## [Written problem]
Which lines in the listing below contain the string "INPUT"? Find and copy each of them, treating case as significant.

## [Records shown]
____________

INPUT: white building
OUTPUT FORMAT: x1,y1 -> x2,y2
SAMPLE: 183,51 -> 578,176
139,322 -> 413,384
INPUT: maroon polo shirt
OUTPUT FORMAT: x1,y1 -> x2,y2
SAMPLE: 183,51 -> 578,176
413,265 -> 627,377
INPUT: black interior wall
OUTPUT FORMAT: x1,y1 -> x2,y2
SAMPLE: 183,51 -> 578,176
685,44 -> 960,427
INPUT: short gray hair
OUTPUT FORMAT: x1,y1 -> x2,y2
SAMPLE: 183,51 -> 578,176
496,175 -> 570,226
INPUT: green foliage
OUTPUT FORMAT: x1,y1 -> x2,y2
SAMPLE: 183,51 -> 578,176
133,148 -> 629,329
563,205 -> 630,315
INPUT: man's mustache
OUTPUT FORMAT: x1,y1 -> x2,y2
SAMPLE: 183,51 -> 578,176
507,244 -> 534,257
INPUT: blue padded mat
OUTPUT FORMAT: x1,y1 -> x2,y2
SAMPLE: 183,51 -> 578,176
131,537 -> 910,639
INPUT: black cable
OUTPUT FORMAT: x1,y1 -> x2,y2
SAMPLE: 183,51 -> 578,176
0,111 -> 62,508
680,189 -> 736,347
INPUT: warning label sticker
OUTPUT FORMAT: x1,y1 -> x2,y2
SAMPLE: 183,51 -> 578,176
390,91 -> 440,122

____________

## [Response]
INPUT: white building
INPUT: maroon polo shirt
INPUT: black interior wall
INPUT: short gray hair
INPUT: green foliage
INPUT: man's mustache
INPUT: blue padded mat
INPUT: black cable
INPUT: warning label sticker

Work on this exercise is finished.